[WRITTEN EXERCISE]: Can you repeat the entries below word for word, starting at the line containing "TARGET: the dry golden field" and ending at the end of the entries?
--- START OF STORED RECORDS ---
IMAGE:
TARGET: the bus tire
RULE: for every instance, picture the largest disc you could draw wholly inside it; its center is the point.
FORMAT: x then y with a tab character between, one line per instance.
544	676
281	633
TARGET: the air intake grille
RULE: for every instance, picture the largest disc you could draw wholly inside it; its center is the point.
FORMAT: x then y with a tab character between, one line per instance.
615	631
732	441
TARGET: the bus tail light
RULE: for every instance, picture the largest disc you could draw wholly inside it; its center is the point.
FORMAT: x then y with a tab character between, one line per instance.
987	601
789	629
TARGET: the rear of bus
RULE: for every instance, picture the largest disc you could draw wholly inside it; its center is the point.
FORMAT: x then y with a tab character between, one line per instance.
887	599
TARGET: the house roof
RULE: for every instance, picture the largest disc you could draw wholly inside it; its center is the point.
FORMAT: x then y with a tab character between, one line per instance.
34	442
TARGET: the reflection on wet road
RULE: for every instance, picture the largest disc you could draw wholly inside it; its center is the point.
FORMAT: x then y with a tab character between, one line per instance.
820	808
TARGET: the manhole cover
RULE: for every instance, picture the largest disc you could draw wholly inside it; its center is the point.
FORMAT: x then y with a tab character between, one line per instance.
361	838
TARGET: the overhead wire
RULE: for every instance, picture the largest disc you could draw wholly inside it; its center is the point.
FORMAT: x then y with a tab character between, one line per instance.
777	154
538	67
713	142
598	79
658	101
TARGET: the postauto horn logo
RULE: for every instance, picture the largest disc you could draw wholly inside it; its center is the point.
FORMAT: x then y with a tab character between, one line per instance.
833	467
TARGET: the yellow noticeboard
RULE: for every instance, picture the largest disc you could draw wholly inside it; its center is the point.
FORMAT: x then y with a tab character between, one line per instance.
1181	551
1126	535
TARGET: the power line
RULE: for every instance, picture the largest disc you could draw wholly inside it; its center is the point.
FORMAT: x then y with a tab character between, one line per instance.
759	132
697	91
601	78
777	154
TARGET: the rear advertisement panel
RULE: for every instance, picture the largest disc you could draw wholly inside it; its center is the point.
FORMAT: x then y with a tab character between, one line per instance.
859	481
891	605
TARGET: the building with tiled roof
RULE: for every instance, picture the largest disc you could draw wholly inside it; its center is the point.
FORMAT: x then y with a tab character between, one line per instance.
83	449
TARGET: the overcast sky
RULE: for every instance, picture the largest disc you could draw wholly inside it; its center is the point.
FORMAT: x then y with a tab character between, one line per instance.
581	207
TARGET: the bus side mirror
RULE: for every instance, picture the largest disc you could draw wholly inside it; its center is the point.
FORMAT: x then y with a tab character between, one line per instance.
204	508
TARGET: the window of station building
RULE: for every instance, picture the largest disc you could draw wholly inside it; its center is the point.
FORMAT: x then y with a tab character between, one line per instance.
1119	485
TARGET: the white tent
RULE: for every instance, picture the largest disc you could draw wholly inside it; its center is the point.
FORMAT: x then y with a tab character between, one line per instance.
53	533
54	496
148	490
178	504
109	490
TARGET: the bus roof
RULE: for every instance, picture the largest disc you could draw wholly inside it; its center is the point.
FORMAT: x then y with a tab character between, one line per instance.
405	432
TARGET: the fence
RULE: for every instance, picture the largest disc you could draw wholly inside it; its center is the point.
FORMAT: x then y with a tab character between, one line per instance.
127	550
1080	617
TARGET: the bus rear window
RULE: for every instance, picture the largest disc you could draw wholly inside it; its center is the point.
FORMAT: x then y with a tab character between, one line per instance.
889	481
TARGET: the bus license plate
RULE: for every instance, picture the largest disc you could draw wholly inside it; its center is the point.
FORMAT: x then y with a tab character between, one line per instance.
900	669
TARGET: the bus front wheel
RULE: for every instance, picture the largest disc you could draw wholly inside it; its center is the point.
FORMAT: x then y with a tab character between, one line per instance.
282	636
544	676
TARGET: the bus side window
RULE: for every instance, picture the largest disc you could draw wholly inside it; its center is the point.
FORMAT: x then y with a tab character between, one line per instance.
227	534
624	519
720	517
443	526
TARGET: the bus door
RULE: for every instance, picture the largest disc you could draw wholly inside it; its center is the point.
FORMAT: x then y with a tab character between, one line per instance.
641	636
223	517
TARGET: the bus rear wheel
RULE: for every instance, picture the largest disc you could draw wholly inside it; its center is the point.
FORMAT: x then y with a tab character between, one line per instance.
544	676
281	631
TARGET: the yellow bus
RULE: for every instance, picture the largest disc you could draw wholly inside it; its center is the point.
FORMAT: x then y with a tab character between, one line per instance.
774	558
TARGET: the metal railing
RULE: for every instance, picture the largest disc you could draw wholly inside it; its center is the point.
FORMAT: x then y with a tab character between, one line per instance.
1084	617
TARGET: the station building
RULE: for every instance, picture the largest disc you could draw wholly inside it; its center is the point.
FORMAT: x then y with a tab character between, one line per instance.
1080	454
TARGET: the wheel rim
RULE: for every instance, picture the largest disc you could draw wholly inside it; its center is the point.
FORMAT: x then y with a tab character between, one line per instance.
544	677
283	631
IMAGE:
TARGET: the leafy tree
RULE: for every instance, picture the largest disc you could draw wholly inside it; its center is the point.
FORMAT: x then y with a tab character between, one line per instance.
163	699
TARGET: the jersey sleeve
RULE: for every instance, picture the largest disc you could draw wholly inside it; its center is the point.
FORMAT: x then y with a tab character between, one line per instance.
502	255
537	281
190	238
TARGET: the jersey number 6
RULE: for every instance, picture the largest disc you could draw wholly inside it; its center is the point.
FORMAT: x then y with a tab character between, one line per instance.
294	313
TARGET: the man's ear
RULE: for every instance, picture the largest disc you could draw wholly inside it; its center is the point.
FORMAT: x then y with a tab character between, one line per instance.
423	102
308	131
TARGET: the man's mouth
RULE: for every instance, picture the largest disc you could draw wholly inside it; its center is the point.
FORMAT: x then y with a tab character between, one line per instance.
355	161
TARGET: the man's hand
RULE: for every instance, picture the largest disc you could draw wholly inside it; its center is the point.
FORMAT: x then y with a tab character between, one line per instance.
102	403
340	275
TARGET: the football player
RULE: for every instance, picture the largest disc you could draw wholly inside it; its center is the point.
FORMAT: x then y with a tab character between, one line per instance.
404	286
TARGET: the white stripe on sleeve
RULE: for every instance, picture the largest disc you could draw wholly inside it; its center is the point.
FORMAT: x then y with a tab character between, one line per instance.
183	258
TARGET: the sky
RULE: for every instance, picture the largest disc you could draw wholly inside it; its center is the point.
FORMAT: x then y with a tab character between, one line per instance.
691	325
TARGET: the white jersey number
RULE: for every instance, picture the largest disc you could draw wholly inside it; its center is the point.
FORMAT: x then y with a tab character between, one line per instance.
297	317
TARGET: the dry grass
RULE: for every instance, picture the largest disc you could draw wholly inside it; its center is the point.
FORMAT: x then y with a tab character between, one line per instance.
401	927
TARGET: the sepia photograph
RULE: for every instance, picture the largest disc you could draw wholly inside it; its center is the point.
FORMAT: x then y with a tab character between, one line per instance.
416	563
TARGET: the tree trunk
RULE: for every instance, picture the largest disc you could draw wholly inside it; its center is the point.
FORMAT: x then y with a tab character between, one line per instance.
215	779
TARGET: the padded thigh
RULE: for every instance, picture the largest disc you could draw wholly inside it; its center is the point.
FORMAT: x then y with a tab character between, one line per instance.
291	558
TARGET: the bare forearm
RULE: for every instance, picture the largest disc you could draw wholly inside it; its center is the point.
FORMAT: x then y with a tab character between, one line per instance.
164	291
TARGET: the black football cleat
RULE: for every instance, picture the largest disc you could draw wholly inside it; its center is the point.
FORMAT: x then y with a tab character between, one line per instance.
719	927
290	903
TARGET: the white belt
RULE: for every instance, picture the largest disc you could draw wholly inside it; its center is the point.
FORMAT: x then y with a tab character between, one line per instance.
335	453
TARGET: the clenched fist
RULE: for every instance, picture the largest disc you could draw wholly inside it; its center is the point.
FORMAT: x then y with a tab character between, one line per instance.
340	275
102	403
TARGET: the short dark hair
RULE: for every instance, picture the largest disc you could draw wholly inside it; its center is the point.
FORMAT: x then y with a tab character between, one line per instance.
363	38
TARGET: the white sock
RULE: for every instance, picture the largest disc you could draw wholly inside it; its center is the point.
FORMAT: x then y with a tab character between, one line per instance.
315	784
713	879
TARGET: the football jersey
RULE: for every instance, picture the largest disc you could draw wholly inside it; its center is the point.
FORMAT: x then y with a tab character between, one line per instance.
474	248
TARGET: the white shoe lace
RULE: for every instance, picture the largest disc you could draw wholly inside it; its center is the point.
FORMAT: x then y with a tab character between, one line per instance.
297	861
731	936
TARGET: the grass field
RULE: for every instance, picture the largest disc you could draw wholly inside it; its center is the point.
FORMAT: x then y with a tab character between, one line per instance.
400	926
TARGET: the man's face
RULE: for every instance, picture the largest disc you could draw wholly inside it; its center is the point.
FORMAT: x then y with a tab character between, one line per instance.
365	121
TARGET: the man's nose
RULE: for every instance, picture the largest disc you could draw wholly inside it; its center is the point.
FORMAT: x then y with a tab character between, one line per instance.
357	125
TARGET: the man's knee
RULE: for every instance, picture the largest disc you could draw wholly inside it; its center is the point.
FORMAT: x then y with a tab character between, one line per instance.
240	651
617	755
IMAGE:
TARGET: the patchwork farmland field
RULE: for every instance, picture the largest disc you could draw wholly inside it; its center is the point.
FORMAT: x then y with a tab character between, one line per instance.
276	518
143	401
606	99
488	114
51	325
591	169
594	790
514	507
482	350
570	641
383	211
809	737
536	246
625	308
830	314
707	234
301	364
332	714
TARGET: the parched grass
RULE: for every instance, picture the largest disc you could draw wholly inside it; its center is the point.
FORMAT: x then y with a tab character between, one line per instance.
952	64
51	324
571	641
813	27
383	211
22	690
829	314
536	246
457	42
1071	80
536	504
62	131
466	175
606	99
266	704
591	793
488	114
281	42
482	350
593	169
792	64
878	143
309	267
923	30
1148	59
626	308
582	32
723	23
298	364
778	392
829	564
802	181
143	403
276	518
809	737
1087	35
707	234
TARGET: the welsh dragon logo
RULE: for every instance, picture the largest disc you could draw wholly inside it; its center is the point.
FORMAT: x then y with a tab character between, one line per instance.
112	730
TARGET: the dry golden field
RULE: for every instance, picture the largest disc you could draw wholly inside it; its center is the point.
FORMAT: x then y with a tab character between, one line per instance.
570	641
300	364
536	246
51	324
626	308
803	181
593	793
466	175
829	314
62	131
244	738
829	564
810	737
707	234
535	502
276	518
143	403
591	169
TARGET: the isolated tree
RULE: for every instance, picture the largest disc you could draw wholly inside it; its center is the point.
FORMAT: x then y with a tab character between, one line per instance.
--- END OF STORED RECORDS ---
[SOLUTION BELOW]:
TARGET: the dry golden field
RULE: for every instance, picture the largest disc you could draw wholly inside it; its center is the point.
FORMAT: x then y with a tab character between, one line per instance.
570	641
300	364
536	246
51	324
626	308
803	181
593	793
466	175
829	314
62	131
244	738
829	564
810	737
707	234
535	502
276	518
143	403
591	169
TARGET: the isolated tree
RULE: for every instance, picture the largest disc you could draw wholly inside it; its center is the point.
FORMAT: x then y with a tab character between, one line per instance.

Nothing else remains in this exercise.